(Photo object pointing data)
_ _ _ _
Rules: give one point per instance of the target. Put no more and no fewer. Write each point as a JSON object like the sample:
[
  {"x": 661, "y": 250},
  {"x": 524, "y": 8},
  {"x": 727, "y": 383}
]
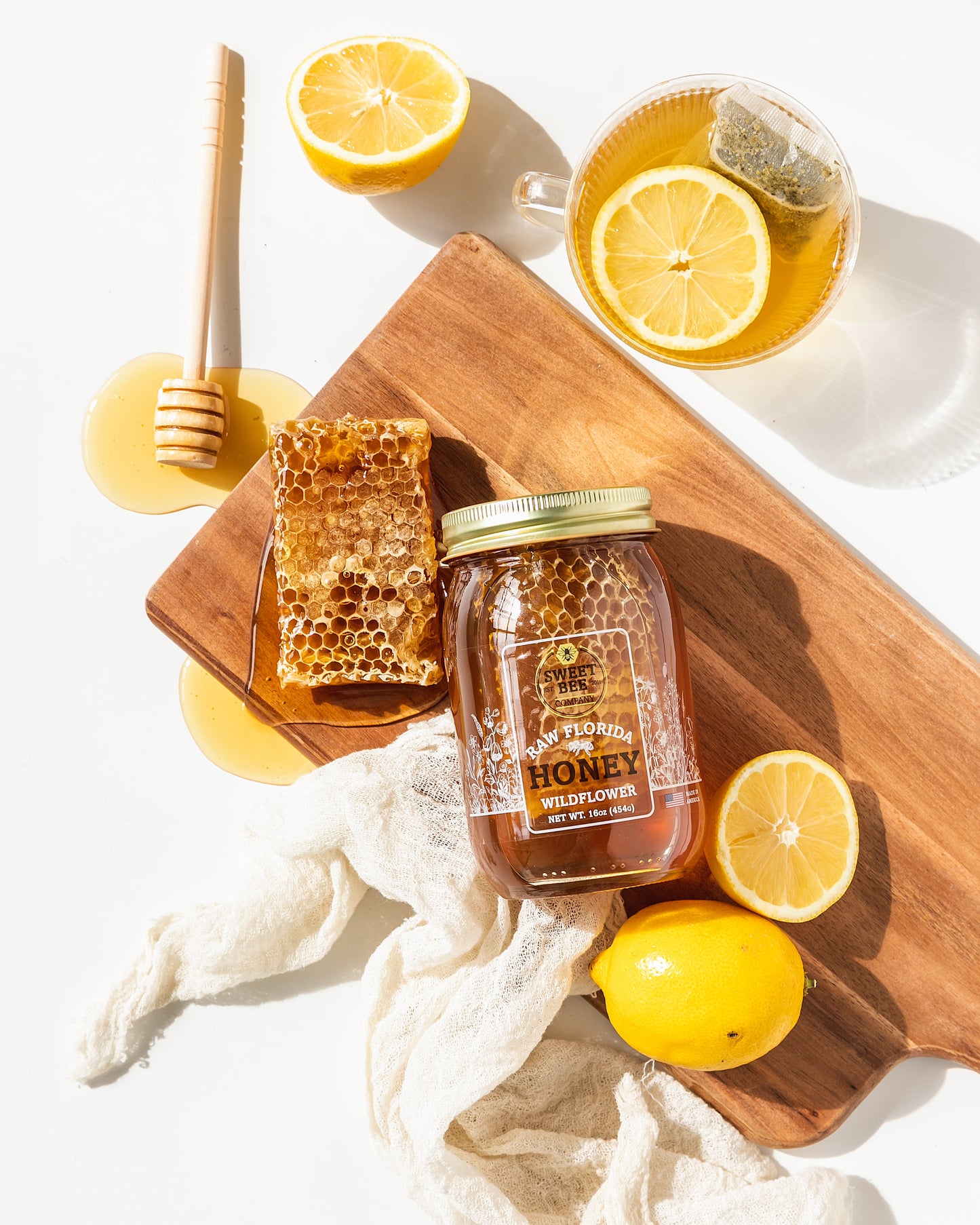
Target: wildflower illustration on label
[{"x": 490, "y": 773}]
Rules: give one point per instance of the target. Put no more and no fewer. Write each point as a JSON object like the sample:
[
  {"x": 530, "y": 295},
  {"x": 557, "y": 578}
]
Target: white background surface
[{"x": 255, "y": 1114}]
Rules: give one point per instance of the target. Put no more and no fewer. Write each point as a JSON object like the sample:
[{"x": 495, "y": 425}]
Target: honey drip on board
[
  {"x": 231, "y": 737},
  {"x": 118, "y": 435}
]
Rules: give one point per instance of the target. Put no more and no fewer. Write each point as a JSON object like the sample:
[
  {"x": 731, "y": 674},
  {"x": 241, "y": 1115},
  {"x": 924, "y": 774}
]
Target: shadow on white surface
[
  {"x": 903, "y": 1091},
  {"x": 885, "y": 392},
  {"x": 472, "y": 189},
  {"x": 374, "y": 920},
  {"x": 867, "y": 1205}
]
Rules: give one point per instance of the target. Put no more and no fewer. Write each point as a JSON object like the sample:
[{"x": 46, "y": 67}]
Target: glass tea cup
[{"x": 670, "y": 125}]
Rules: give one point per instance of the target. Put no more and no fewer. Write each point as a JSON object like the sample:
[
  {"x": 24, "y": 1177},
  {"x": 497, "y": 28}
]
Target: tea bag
[{"x": 788, "y": 170}]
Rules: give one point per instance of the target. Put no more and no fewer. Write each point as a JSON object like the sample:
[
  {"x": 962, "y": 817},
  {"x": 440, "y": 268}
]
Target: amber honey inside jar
[{"x": 569, "y": 682}]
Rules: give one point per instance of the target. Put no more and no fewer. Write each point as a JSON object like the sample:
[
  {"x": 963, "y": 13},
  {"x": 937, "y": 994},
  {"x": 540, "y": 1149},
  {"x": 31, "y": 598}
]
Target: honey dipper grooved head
[{"x": 189, "y": 423}]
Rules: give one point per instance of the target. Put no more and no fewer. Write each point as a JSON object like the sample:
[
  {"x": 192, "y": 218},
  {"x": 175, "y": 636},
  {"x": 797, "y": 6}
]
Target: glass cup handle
[{"x": 541, "y": 199}]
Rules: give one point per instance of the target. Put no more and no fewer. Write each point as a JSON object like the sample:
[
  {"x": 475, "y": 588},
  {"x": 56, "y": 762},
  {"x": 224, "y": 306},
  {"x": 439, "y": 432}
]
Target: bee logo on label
[{"x": 570, "y": 679}]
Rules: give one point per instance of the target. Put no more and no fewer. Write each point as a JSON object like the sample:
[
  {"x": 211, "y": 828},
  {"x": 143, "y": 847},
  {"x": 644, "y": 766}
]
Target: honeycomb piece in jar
[{"x": 354, "y": 553}]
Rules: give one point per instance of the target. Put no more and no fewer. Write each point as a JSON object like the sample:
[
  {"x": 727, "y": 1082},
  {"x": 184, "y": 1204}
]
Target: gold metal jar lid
[{"x": 566, "y": 516}]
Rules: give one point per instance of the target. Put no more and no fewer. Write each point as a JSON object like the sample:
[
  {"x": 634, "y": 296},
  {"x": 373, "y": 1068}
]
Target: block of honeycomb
[{"x": 354, "y": 553}]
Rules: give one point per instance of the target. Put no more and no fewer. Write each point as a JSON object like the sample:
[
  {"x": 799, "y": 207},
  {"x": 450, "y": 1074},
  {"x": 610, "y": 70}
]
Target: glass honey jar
[{"x": 569, "y": 682}]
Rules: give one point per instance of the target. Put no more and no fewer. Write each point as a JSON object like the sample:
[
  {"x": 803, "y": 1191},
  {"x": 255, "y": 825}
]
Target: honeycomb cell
[{"x": 352, "y": 474}]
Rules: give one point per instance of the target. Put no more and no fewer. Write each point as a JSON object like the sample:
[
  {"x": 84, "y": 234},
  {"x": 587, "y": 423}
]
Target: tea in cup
[{"x": 711, "y": 222}]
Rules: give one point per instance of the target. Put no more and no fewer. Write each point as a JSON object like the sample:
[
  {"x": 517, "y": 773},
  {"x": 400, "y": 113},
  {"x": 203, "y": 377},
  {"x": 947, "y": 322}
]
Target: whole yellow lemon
[{"x": 701, "y": 984}]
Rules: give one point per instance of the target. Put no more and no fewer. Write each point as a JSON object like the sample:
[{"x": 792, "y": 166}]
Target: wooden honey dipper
[{"x": 189, "y": 422}]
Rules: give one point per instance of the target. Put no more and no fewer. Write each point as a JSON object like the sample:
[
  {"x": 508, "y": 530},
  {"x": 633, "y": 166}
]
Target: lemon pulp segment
[
  {"x": 378, "y": 114},
  {"x": 783, "y": 837},
  {"x": 682, "y": 256}
]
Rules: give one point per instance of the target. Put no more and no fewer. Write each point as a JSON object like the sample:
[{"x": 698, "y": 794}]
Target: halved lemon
[
  {"x": 682, "y": 256},
  {"x": 378, "y": 114},
  {"x": 783, "y": 836}
]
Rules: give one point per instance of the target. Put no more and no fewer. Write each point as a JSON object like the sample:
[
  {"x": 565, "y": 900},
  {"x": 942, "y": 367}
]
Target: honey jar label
[{"x": 577, "y": 732}]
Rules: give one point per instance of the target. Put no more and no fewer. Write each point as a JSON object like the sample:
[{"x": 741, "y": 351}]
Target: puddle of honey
[
  {"x": 340, "y": 706},
  {"x": 228, "y": 734},
  {"x": 119, "y": 456},
  {"x": 118, "y": 434}
]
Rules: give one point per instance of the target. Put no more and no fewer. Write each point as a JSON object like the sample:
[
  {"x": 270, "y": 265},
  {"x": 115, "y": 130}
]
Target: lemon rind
[
  {"x": 299, "y": 119},
  {"x": 727, "y": 877},
  {"x": 760, "y": 232}
]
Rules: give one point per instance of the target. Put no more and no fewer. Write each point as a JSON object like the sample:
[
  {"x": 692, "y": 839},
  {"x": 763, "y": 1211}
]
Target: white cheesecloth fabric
[{"x": 488, "y": 1124}]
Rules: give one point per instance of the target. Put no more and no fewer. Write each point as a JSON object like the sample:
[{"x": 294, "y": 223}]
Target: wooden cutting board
[{"x": 794, "y": 644}]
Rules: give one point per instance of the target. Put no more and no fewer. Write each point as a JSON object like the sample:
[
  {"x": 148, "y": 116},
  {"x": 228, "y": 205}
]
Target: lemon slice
[
  {"x": 783, "y": 836},
  {"x": 378, "y": 114},
  {"x": 682, "y": 256}
]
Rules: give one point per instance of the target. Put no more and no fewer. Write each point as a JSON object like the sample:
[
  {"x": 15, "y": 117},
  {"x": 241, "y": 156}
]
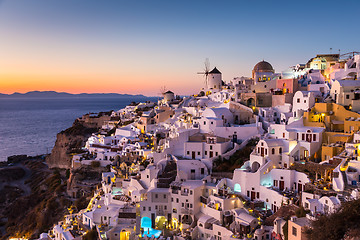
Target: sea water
[{"x": 29, "y": 126}]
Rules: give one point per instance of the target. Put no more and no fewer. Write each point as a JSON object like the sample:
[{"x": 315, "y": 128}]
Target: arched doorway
[{"x": 250, "y": 102}]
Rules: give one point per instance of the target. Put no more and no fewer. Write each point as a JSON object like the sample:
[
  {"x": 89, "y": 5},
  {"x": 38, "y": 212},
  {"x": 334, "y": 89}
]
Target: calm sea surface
[{"x": 29, "y": 126}]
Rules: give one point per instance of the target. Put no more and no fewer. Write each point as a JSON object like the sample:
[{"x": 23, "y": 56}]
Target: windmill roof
[{"x": 215, "y": 70}]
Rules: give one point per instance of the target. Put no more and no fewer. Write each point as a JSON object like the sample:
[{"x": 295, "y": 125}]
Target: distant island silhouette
[{"x": 54, "y": 94}]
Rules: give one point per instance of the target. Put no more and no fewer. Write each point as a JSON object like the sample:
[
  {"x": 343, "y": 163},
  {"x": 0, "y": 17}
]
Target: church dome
[{"x": 263, "y": 66}]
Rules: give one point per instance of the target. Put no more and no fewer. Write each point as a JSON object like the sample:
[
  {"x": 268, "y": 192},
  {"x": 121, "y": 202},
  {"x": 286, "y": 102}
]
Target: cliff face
[{"x": 71, "y": 140}]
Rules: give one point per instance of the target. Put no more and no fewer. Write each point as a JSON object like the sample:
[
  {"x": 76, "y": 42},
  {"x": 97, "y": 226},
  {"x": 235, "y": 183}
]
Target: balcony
[{"x": 186, "y": 211}]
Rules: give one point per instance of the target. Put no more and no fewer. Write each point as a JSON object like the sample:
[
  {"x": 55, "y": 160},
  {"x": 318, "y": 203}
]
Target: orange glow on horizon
[{"x": 98, "y": 83}]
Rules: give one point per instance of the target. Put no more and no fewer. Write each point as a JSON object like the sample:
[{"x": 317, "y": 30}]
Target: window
[{"x": 275, "y": 183}]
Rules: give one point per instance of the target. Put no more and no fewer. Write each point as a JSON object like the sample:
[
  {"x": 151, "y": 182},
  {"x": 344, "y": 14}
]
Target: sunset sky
[{"x": 139, "y": 46}]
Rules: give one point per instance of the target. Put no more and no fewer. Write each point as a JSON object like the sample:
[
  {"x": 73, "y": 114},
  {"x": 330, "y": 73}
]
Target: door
[
  {"x": 252, "y": 195},
  {"x": 299, "y": 187},
  {"x": 281, "y": 185}
]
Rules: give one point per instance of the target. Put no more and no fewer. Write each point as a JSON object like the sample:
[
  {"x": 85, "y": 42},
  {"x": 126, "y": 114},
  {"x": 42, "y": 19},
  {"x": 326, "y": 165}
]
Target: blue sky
[{"x": 139, "y": 46}]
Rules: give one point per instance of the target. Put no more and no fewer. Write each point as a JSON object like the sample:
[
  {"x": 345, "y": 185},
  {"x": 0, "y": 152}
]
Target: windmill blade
[{"x": 207, "y": 65}]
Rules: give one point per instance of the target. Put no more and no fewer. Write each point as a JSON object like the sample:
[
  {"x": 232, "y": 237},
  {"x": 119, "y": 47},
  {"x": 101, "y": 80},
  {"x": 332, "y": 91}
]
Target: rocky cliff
[{"x": 71, "y": 140}]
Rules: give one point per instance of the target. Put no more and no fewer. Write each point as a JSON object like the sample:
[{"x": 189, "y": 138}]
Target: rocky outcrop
[{"x": 71, "y": 140}]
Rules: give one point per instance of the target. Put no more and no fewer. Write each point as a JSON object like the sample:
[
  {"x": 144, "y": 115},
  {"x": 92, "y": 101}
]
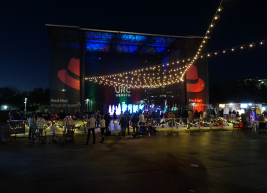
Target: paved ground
[{"x": 162, "y": 163}]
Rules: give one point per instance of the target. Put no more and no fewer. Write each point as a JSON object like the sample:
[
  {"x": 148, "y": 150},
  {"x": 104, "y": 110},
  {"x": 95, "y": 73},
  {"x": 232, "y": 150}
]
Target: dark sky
_ _ _ _
DIRECTIONS: Count the lines in the data above that contain the word "windmill", treating uppercase and lowercase as different. Give only the number.

ANSWER TO THIS PROBLEM: 2